▸ Problem to work on
Can you reproduce only the part of the data that opens with the line containing "Reviewer note. Check that each instance of the piglet's eye" and closes with the line containing "[(338, 170)]", swapping every "pig hoof" for "pig trotter" and leaving everything else unchanged?

▸ Data rows
• • • •

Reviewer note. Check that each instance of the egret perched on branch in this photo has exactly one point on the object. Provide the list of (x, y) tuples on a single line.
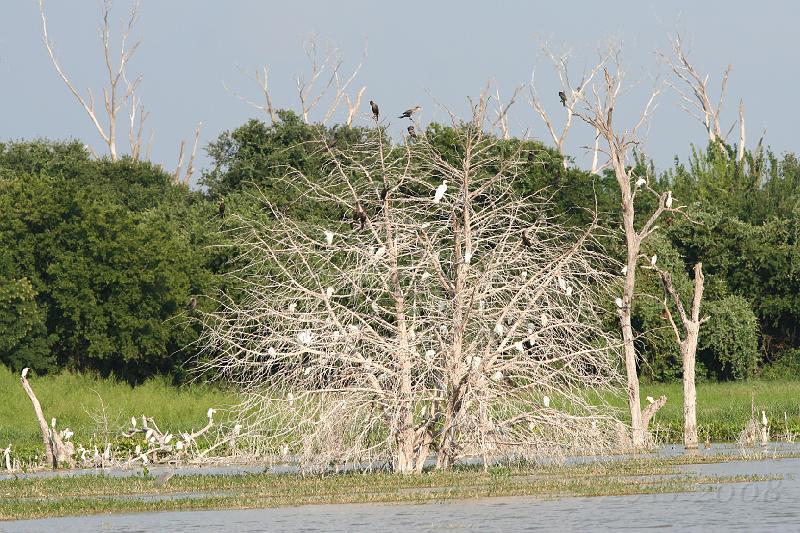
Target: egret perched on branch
[(409, 112), (304, 337), (440, 190)]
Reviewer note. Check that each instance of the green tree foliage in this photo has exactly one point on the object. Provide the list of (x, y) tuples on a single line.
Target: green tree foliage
[(728, 344), (112, 252)]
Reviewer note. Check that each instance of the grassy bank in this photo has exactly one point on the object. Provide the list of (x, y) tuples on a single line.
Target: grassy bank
[(723, 409), (90, 405), (36, 498)]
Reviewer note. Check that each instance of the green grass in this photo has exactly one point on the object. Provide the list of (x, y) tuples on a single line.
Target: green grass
[(36, 498), (723, 409), (72, 400)]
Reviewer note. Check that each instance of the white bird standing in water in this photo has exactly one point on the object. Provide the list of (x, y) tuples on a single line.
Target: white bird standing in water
[(440, 190)]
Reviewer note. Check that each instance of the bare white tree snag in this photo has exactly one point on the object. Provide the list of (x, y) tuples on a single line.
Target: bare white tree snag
[(742, 133), (694, 90), (573, 96), (599, 114), (464, 326), (687, 337), (120, 92)]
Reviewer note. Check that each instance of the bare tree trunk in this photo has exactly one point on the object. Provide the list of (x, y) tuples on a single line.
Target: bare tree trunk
[(689, 351), (37, 408)]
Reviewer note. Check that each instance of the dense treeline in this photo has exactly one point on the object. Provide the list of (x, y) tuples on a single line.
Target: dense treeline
[(99, 259)]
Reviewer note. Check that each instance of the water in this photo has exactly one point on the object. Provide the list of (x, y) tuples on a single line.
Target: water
[(758, 506)]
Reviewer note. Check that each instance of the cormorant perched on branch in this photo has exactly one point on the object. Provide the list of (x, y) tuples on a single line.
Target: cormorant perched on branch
[(359, 215), (408, 112)]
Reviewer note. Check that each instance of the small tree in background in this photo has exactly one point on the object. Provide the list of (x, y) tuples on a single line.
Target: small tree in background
[(446, 315)]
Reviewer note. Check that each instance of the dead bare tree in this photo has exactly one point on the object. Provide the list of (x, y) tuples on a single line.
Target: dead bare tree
[(693, 90), (325, 83), (58, 449), (446, 319), (599, 114), (572, 97), (686, 336)]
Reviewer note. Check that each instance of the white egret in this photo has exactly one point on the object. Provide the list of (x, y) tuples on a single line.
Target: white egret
[(304, 337), (440, 190)]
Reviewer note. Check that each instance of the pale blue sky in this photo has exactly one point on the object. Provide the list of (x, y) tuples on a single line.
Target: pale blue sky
[(415, 51)]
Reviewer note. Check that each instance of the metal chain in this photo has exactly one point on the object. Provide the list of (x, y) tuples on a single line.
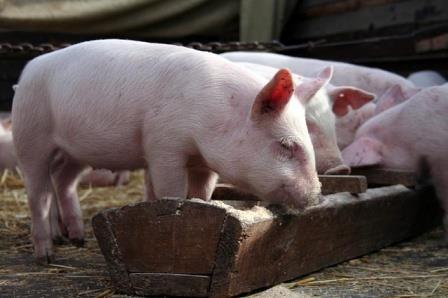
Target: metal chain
[(215, 47)]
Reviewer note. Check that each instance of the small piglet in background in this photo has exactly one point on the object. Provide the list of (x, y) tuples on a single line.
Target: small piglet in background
[(406, 135), (184, 115), (327, 103), (347, 125)]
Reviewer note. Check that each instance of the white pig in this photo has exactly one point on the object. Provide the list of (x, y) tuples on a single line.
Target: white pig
[(320, 115), (403, 136), (426, 78), (370, 79), (347, 126), (184, 115), (90, 177)]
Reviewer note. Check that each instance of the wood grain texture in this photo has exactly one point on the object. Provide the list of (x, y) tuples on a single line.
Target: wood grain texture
[(167, 284), (289, 245), (340, 183), (168, 236), (387, 176), (191, 248)]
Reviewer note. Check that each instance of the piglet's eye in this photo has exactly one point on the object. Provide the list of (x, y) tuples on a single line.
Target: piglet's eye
[(289, 148)]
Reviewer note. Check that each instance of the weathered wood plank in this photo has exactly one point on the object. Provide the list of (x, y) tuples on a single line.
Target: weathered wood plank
[(251, 249), (168, 284), (169, 236), (102, 229), (412, 12), (286, 246), (312, 8), (340, 183), (387, 176)]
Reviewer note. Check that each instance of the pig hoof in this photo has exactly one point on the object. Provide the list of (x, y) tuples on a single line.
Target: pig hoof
[(45, 260), (59, 240), (78, 242)]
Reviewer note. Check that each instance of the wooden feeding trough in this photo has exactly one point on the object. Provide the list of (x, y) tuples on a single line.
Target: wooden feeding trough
[(194, 248)]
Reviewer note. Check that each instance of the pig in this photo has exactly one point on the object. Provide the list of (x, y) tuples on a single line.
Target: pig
[(103, 178), (406, 136), (8, 159), (183, 115), (369, 79), (90, 177), (426, 78), (320, 115), (347, 126)]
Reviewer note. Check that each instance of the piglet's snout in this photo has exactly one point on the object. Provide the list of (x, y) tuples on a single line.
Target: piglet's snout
[(338, 170)]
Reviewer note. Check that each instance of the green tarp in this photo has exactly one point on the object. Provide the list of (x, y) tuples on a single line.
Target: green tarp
[(152, 19)]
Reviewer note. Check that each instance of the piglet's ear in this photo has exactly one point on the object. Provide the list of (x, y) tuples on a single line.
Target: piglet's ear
[(343, 97), (274, 96), (306, 91), (363, 152)]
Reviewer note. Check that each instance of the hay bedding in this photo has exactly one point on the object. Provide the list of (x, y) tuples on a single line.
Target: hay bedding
[(418, 268)]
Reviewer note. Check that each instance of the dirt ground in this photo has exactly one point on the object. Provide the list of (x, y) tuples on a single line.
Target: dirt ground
[(416, 268)]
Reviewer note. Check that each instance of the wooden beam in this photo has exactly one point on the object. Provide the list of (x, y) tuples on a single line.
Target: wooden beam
[(169, 284), (387, 176), (341, 183), (266, 252), (364, 19), (196, 248)]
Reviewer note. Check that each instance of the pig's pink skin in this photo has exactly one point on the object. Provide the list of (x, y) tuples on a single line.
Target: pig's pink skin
[(101, 178), (370, 79), (323, 125), (319, 117), (121, 105), (426, 78), (402, 136), (8, 159), (347, 125)]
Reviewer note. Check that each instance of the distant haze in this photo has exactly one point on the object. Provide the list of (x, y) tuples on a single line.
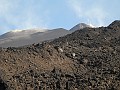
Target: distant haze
[(27, 14)]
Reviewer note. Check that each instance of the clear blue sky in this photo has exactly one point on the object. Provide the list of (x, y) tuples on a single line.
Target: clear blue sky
[(24, 14)]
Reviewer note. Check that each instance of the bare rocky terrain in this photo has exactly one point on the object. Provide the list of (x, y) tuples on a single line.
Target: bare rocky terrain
[(87, 59)]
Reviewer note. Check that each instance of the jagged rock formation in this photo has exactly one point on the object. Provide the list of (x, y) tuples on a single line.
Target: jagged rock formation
[(80, 26), (87, 59)]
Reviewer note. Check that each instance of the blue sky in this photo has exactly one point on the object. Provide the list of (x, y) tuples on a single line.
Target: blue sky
[(24, 14)]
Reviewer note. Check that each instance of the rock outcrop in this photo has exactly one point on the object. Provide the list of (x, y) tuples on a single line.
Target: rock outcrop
[(87, 59)]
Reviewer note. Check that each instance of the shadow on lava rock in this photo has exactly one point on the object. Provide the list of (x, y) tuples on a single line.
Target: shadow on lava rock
[(3, 86)]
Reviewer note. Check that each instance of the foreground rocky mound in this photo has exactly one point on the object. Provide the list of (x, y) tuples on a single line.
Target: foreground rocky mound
[(88, 59)]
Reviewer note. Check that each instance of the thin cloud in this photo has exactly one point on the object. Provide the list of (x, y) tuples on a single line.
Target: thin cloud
[(21, 14), (91, 12)]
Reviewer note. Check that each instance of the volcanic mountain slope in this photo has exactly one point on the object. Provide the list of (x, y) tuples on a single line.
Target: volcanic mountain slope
[(18, 38), (25, 37), (87, 59)]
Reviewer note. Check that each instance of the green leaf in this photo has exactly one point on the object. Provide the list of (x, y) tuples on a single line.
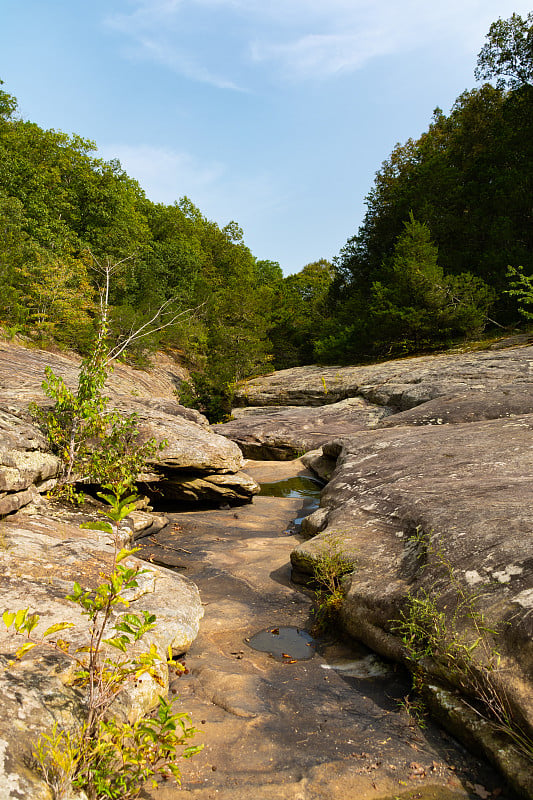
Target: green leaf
[(124, 552), (8, 618), (25, 648), (98, 526), (20, 617), (59, 626)]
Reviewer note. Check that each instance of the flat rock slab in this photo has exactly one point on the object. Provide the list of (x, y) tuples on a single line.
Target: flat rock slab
[(41, 556), (191, 466), (414, 506), (318, 729), (284, 432), (399, 384)]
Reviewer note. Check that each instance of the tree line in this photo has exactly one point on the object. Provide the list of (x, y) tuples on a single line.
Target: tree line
[(446, 216)]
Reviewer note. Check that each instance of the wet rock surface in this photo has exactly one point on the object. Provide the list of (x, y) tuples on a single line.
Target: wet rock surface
[(283, 433), (399, 384), (322, 728)]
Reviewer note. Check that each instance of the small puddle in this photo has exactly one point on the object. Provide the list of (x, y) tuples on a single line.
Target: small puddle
[(301, 486), (307, 488), (284, 644)]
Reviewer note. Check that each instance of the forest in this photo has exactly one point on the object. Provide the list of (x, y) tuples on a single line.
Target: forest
[(444, 252)]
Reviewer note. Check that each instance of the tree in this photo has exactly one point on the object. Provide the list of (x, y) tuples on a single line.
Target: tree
[(418, 306), (508, 53), (300, 314)]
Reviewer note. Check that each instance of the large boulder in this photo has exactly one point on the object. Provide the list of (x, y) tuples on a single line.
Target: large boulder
[(399, 384), (284, 432), (192, 451), (41, 556), (441, 512)]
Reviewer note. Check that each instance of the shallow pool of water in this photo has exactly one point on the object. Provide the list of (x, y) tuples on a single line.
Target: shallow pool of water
[(300, 486), (284, 643)]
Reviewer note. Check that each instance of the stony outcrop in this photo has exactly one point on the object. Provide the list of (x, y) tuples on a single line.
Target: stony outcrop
[(399, 384), (196, 465), (282, 433), (41, 555), (300, 409), (441, 511)]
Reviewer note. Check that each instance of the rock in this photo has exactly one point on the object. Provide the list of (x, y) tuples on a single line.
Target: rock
[(41, 557), (193, 451), (471, 406), (399, 384), (190, 488), (277, 432), (444, 511)]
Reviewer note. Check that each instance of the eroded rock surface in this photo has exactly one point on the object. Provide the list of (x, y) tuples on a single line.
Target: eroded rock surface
[(193, 455), (442, 510), (278, 432), (399, 384), (41, 555)]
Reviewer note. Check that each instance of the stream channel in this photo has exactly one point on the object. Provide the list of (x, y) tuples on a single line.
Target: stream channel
[(295, 719)]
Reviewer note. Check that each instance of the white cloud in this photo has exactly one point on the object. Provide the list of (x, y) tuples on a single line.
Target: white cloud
[(300, 39), (165, 174)]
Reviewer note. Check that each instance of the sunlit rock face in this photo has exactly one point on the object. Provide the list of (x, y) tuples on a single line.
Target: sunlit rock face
[(441, 511), (193, 453)]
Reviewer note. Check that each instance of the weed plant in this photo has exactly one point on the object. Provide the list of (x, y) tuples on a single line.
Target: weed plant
[(461, 646), (330, 565), (106, 756)]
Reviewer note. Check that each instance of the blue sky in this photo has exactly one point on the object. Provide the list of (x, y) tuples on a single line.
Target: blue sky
[(273, 113)]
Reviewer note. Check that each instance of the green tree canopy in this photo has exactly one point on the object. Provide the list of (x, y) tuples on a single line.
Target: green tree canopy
[(508, 53)]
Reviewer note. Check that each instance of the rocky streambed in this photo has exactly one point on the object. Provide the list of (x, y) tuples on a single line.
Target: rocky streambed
[(429, 464), (329, 725)]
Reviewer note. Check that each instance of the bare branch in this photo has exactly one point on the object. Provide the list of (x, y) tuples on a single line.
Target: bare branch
[(146, 330)]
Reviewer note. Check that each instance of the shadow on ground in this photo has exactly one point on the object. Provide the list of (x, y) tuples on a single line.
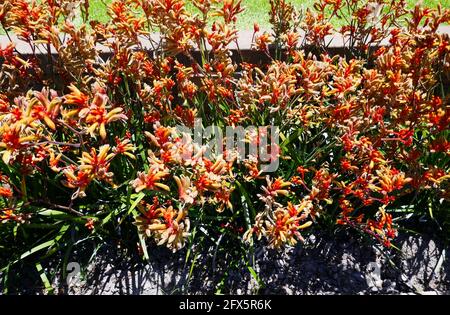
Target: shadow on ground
[(323, 265)]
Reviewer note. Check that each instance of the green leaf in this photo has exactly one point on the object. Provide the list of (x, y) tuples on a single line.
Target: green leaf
[(44, 278), (144, 246), (40, 247)]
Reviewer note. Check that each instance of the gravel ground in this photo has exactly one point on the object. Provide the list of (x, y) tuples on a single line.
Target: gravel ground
[(323, 265)]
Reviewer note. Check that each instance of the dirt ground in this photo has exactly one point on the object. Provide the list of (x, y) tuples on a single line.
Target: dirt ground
[(322, 265)]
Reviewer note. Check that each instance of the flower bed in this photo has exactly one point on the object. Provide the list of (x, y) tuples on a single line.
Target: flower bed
[(140, 147)]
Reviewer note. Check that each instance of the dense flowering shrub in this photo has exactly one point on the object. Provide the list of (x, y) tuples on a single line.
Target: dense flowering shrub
[(88, 119)]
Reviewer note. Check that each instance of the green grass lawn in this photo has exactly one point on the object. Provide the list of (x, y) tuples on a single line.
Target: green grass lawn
[(255, 10)]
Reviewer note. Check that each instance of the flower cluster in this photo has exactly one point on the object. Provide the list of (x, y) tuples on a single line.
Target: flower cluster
[(92, 128)]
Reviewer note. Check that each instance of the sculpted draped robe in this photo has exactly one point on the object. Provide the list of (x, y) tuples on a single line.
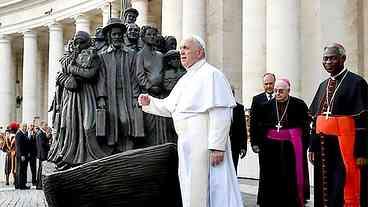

• • • •

▸ Output for this exercise
Reviewer note. Check that each instance of the piglet's eye in this photo has exactly one point on the object. Provide the list of (x, y) tuples on a single line.
Target: piglet's eye
[(289, 148)]
Reviewer note. Check that each instance of the weathered wood plank in this photo has exactly one point on the object. Provide the list of (x, y) tuples on a single line.
Target: weathered wood plank
[(251, 249), (168, 284), (169, 236), (102, 229), (412, 12), (286, 246), (312, 8), (340, 183), (387, 176)]
Reviewer note. Check that each instance of the pig trotter in this photo has exactly one point on the object. Provide the list of (x, y) tuples on a single line.
Target: pig trotter
[(45, 260), (59, 240), (78, 242)]
Reviewer note. Check that each instance of the wooden feeding trough in this photo has exactly one point on the object. Provide the list of (x, y) tuples on a single line.
Target: wooden feeding trough
[(194, 248)]
Reviewer note. Check that each instance of the pig in this photo has exactly one point on the object. Provide the list of (x, y) tuples on a single line.
Target: pig
[(103, 178), (406, 136), (8, 159), (183, 115), (369, 79), (90, 177), (426, 78), (320, 115), (347, 126)]
Reviewer note. Check that each instance of the piglet's snout in this photo has exactly one point on the object. Provide the list of (x, y) tuples on a single line.
Target: piglet's snout
[(338, 170)]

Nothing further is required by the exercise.